[Records]
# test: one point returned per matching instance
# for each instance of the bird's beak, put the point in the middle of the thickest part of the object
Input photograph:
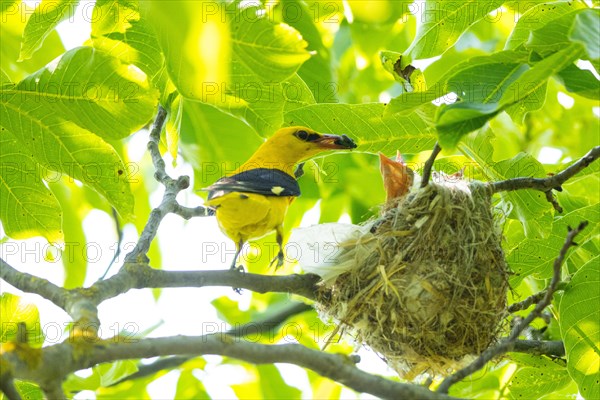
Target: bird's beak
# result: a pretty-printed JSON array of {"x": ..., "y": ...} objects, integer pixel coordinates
[
  {"x": 397, "y": 176},
  {"x": 327, "y": 141}
]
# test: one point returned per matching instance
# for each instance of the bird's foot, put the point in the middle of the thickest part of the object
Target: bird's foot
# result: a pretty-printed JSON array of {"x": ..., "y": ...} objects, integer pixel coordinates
[
  {"x": 279, "y": 258},
  {"x": 240, "y": 269}
]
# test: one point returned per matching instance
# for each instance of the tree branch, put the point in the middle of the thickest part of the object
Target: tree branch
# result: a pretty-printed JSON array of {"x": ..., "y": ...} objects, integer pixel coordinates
[
  {"x": 252, "y": 328},
  {"x": 550, "y": 348},
  {"x": 58, "y": 360},
  {"x": 137, "y": 276},
  {"x": 546, "y": 184},
  {"x": 429, "y": 165},
  {"x": 169, "y": 203},
  {"x": 509, "y": 344},
  {"x": 32, "y": 284}
]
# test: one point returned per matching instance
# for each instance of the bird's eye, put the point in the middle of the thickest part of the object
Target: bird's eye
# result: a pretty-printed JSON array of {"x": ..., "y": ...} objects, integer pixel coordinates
[{"x": 302, "y": 135}]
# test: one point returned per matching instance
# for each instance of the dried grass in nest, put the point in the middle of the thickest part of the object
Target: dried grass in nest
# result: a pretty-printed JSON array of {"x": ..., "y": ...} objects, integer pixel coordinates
[{"x": 427, "y": 286}]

*The request:* Show every line of the material above that contains the word "branch", copying each line in full.

*Exercise response:*
# for each instance of the tree branch, put the point in the middle of the thickest part of the object
Target: tree branch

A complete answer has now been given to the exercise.